Position identification listing
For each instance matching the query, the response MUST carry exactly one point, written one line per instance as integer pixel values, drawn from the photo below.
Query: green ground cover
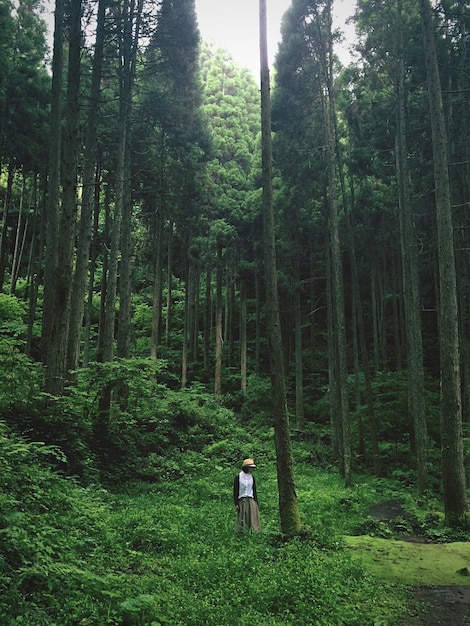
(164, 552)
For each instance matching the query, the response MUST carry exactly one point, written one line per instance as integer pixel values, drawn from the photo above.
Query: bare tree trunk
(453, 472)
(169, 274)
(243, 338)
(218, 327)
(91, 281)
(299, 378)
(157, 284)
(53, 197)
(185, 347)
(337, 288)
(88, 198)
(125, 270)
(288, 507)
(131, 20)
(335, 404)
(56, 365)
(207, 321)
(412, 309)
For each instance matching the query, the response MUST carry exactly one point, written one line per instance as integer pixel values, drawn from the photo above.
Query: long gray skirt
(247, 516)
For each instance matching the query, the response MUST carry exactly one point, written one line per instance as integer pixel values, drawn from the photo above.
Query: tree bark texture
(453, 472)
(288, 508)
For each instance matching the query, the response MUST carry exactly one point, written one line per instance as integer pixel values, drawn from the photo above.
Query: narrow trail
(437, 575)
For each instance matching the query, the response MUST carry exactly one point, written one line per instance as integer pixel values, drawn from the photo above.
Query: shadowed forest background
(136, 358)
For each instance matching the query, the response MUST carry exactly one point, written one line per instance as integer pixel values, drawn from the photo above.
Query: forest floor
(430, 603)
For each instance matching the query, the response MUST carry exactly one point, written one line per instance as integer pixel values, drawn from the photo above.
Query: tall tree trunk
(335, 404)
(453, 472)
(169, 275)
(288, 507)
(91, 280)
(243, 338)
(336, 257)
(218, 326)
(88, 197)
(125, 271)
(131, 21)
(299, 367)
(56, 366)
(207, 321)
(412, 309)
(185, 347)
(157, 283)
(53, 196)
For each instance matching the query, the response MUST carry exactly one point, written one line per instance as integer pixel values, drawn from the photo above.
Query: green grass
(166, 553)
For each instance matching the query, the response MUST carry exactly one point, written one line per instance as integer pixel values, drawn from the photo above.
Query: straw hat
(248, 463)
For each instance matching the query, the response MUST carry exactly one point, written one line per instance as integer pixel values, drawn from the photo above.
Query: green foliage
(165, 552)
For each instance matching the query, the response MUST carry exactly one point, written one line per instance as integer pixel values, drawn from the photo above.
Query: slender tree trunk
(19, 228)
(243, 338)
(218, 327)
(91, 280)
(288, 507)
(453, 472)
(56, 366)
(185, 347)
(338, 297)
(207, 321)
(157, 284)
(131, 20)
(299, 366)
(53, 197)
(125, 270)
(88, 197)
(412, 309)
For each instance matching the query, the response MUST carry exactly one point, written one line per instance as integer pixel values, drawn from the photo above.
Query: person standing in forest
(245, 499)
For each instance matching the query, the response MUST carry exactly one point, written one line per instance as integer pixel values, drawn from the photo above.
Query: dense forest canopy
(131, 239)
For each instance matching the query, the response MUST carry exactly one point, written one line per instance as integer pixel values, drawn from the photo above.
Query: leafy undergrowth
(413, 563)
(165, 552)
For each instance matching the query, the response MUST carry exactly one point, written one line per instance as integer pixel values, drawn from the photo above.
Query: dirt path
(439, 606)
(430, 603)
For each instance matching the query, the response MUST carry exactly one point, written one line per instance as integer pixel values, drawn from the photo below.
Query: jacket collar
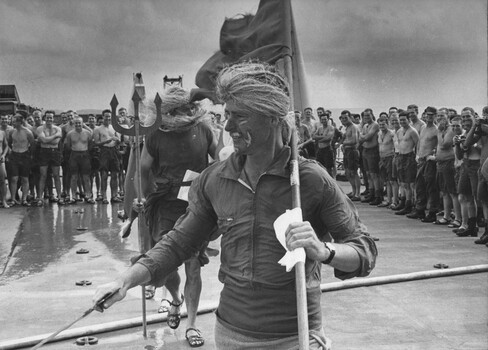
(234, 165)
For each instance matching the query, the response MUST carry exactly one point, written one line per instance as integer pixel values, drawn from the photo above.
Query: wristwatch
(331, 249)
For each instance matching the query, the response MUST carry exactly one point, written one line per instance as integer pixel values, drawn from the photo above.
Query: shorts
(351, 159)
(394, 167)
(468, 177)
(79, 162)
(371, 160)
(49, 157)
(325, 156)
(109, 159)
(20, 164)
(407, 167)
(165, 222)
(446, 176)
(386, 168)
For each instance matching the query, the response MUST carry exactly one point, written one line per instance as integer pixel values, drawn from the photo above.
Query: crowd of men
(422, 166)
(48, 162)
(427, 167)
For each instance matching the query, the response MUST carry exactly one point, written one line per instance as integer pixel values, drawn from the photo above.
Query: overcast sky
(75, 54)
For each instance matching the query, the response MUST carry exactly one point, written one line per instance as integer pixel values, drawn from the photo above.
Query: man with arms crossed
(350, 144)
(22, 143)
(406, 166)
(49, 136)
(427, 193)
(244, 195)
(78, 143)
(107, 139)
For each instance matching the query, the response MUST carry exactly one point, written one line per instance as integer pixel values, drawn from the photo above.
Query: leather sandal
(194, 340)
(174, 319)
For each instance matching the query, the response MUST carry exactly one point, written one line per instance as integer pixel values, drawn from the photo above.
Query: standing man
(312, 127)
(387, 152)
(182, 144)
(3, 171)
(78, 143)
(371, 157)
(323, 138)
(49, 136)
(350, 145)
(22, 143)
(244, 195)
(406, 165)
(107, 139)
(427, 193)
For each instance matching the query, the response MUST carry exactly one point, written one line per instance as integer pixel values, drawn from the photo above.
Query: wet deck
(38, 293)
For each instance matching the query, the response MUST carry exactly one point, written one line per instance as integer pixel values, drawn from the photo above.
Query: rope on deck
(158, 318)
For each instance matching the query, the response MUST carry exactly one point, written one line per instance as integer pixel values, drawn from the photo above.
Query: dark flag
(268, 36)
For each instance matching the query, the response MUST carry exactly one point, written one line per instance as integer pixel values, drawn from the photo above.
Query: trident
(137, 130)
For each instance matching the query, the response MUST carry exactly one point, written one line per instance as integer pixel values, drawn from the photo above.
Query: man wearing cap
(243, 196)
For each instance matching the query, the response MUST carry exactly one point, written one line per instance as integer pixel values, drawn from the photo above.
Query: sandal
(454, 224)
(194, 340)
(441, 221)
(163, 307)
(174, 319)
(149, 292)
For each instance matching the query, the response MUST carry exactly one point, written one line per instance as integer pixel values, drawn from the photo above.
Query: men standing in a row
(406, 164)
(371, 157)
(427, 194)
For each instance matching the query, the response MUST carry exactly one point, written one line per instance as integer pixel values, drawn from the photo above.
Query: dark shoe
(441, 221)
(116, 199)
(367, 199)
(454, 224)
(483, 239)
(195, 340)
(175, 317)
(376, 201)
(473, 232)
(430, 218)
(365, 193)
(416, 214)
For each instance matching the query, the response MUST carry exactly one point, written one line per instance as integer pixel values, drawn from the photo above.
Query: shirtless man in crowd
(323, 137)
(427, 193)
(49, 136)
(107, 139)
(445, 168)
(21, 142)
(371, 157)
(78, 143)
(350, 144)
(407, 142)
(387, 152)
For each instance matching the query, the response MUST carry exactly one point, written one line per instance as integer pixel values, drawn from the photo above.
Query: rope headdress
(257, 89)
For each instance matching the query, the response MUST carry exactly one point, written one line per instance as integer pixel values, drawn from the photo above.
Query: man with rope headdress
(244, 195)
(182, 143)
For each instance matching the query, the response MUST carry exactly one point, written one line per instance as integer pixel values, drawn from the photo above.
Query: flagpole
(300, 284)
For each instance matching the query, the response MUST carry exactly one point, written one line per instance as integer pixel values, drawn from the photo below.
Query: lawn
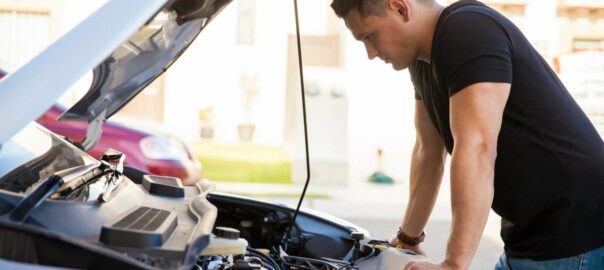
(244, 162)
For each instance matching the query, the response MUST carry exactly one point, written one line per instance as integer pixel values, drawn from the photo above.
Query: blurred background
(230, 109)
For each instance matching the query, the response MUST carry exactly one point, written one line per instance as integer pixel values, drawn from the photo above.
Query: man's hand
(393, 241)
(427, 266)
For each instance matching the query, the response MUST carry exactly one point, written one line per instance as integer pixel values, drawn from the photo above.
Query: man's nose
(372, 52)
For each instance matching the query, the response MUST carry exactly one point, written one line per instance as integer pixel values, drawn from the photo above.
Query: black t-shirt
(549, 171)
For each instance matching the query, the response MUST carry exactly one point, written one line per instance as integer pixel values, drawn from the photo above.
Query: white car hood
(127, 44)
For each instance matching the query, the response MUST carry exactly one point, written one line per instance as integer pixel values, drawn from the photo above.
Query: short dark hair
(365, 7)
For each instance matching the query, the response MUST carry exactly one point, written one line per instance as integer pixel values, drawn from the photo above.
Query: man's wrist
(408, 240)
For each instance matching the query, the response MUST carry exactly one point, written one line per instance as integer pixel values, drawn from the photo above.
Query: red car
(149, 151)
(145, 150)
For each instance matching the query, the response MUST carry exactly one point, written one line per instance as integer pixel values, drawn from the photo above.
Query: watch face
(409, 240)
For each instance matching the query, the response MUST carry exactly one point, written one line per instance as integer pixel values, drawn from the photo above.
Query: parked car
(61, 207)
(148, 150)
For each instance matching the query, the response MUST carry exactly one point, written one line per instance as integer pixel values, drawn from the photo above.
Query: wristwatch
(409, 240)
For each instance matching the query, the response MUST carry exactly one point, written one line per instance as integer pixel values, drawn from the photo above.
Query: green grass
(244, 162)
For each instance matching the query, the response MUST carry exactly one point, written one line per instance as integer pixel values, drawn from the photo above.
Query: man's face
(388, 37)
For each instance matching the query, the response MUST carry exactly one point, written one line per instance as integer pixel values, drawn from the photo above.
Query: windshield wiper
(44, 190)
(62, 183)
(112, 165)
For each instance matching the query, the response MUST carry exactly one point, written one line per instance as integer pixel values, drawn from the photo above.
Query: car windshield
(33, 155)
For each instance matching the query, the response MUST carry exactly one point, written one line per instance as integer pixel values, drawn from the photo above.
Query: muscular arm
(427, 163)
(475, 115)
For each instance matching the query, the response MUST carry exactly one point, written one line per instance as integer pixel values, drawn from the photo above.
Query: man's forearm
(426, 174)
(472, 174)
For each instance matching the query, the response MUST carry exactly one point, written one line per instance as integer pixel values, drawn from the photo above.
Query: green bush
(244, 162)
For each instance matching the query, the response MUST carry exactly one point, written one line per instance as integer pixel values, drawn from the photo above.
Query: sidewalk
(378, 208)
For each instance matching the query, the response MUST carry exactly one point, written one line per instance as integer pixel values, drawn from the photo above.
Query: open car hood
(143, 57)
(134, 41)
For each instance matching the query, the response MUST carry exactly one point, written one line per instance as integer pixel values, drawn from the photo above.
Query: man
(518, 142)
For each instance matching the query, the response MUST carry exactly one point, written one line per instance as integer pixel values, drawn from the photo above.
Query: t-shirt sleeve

## GIVEN EXERCISE
From the listing above, pull out every line that contains the string "dark". Matching is case-sensitive.

## FINAL RESULT
Query: dark flag
Query: dark shoe
Query: short dark hair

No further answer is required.